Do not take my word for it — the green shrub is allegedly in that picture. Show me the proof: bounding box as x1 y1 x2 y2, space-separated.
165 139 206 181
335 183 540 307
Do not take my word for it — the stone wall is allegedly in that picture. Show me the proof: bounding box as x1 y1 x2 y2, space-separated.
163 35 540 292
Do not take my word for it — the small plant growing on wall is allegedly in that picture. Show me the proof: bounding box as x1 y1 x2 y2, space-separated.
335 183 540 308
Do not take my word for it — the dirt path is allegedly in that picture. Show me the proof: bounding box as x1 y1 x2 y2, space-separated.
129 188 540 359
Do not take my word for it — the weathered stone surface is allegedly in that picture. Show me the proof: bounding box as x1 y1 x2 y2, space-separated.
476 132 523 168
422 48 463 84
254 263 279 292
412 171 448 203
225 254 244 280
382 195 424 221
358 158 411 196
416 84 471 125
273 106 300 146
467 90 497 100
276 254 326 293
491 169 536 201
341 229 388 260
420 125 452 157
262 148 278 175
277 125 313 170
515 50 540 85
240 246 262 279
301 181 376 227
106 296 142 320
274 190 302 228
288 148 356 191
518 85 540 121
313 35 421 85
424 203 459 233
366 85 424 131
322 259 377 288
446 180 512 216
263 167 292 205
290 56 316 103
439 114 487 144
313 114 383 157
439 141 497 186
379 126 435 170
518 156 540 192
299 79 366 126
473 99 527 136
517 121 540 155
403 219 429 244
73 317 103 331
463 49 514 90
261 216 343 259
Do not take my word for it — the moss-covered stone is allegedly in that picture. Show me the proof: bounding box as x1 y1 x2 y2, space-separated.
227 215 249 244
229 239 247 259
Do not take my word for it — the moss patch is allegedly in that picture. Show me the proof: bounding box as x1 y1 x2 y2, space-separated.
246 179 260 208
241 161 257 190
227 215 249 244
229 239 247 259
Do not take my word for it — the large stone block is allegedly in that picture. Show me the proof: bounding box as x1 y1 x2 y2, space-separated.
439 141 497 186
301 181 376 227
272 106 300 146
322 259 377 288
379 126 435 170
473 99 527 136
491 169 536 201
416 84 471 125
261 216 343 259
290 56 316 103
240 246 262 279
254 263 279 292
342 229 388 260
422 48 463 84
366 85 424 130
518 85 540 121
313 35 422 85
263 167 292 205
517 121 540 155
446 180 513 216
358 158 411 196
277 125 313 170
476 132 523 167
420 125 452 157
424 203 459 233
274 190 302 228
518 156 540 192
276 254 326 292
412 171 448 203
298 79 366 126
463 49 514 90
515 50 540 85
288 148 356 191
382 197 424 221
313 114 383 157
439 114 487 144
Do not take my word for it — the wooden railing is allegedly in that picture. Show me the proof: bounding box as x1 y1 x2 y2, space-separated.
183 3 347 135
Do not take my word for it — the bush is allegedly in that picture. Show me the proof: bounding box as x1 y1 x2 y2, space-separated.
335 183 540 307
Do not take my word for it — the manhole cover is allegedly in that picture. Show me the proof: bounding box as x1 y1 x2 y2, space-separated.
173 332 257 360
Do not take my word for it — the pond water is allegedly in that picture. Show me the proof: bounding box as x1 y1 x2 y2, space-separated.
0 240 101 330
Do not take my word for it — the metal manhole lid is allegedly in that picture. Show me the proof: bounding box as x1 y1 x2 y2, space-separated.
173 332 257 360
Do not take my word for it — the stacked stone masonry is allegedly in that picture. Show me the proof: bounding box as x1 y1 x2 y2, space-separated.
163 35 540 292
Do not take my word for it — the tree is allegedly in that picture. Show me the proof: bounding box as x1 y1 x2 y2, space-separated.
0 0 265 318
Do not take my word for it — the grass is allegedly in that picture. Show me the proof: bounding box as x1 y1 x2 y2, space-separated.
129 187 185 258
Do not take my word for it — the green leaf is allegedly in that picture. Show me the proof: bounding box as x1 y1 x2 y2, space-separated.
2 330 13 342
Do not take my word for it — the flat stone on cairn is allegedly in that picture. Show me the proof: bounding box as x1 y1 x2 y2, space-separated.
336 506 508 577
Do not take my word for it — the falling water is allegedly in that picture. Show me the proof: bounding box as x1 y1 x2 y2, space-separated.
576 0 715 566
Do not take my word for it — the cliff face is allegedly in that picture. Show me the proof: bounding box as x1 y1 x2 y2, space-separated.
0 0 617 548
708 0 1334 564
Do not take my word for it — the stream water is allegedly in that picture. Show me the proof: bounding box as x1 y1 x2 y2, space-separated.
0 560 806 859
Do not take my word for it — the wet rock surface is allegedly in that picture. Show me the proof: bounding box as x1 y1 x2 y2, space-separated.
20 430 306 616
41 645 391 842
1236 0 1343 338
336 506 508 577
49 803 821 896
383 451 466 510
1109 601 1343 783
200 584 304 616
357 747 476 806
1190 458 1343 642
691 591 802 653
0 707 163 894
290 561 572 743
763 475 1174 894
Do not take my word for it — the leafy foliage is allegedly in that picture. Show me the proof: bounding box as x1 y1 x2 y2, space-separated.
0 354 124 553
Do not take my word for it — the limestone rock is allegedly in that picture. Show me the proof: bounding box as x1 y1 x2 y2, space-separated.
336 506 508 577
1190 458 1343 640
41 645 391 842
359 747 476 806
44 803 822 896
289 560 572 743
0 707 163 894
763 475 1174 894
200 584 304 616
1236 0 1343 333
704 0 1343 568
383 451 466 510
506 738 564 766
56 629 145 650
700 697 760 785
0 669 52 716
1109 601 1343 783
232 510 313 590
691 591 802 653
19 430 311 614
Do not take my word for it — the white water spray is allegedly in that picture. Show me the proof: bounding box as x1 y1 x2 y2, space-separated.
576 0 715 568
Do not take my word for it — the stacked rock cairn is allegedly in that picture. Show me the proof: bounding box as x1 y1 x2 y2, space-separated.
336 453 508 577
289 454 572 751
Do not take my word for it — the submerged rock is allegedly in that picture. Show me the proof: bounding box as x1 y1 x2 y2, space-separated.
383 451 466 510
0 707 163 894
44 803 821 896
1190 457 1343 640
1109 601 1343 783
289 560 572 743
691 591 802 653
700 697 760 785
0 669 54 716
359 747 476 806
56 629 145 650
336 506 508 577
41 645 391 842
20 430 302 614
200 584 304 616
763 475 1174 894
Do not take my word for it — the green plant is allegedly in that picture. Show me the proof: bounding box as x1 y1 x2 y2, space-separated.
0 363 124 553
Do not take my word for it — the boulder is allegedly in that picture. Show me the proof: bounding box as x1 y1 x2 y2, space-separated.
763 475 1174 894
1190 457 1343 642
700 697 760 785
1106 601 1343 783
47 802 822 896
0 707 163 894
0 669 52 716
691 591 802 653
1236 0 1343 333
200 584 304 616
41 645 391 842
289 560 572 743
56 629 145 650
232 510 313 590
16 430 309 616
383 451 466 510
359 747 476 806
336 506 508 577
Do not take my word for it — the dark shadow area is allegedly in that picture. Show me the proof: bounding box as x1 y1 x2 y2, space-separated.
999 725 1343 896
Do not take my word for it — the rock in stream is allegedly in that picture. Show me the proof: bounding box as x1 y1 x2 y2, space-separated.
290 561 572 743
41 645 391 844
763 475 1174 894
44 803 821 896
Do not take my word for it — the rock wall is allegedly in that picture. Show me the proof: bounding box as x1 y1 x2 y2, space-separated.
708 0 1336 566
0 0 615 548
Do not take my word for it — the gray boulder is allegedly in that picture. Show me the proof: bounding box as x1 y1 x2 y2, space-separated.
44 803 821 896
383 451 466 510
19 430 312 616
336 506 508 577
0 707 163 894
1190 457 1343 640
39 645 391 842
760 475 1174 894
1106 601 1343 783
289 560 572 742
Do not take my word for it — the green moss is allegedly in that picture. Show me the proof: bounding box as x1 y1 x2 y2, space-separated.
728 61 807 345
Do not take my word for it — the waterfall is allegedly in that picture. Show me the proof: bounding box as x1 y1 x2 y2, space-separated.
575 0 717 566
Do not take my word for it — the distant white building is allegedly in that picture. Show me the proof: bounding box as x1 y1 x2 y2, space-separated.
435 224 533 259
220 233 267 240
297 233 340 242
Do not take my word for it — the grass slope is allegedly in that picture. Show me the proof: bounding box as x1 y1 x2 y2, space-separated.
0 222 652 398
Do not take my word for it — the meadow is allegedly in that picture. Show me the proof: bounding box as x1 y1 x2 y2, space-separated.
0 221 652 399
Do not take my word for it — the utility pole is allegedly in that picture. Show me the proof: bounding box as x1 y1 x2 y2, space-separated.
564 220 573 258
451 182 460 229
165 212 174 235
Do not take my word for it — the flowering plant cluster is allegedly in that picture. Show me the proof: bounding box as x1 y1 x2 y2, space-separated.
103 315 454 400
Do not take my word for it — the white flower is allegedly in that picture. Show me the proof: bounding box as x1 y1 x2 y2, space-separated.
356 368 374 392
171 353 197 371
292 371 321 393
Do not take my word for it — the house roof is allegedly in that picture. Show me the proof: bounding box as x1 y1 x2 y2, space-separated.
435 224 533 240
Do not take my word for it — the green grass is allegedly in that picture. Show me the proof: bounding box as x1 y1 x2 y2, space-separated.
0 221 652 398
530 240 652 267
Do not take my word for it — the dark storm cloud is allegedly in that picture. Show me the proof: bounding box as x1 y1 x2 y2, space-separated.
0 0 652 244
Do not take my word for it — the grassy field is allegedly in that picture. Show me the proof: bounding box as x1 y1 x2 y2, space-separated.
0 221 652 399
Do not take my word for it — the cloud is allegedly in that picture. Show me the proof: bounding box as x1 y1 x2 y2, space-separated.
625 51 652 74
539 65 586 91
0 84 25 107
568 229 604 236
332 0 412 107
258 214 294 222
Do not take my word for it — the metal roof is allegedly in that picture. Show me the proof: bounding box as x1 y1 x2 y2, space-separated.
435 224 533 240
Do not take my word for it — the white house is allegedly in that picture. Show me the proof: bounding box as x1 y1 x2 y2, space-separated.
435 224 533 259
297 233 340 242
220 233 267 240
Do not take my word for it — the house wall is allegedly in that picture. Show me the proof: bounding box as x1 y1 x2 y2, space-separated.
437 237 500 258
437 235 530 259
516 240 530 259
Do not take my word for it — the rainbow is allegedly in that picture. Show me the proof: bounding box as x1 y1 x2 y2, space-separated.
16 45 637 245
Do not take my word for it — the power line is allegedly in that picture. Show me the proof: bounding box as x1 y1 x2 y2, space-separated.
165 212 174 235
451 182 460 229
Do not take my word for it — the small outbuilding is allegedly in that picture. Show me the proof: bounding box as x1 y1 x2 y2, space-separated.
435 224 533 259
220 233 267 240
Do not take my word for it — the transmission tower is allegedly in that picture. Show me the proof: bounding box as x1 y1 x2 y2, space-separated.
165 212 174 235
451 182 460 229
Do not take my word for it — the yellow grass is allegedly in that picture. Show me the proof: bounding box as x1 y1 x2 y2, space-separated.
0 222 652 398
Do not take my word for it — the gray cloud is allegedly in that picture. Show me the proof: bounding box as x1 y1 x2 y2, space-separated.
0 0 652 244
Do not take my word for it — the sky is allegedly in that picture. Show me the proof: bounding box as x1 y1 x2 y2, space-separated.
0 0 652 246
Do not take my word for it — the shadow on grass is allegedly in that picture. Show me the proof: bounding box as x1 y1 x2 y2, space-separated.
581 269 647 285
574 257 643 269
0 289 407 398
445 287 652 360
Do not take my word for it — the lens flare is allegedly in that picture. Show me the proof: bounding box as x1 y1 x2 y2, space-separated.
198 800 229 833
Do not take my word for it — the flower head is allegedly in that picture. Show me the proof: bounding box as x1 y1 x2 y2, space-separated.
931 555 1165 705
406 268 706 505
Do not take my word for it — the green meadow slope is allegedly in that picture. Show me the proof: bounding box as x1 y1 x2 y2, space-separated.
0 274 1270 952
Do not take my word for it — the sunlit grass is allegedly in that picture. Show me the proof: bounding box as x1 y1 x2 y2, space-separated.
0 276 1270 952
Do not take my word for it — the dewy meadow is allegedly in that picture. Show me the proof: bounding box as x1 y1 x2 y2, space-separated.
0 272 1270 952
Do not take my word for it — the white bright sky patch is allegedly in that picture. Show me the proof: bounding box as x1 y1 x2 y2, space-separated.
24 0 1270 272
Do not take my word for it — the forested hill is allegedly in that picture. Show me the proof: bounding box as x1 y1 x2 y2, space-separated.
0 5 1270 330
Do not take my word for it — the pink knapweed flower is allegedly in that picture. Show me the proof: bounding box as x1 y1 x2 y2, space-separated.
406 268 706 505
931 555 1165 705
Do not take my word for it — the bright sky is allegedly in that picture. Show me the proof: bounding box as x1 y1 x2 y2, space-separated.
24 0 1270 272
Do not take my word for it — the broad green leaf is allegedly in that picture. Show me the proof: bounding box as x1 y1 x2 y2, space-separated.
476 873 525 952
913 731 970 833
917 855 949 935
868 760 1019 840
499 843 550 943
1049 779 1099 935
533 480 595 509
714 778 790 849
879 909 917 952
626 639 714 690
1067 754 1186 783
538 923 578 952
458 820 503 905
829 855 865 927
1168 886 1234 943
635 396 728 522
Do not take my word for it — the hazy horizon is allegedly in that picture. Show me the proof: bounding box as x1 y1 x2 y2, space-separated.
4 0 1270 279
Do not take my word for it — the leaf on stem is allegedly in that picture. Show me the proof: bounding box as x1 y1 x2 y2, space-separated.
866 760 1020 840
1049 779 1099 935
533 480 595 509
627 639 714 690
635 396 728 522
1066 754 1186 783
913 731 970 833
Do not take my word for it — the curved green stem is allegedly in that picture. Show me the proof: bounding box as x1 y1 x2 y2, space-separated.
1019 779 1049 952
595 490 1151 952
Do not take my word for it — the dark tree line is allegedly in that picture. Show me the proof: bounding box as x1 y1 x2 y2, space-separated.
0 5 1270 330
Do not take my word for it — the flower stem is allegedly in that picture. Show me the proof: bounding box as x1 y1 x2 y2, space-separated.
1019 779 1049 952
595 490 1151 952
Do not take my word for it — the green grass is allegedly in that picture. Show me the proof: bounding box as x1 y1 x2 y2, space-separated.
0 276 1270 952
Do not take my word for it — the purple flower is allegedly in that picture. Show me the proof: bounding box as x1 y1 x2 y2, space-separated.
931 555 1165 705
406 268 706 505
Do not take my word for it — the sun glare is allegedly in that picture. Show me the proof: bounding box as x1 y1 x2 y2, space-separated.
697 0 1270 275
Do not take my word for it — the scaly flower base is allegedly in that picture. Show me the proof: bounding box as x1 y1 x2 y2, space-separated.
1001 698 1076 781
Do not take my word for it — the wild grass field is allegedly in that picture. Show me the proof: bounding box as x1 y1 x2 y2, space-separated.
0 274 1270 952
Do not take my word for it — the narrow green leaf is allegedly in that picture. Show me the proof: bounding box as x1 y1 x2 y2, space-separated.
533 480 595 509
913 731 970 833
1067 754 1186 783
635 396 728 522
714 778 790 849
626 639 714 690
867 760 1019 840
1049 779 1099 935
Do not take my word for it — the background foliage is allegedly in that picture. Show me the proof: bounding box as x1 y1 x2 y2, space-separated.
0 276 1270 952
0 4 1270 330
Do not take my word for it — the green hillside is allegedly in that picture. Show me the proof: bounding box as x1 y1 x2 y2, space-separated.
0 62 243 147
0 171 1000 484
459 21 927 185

------------------------------------------------------------

Exercise task -
Reproduce the data from the line containing "Do not take my word for it — the green hillside" through the end, both ends included. Put "grassy slope" in place of "green hillside" and leave everything else as it is.

Worked solution -
Do not take my word for it — the grassy slope is allegedly in that picture. Show me the proof: bounding box as x1 y1 x2 y2, space-separated.
0 62 243 147
0 171 1000 484
459 21 927 185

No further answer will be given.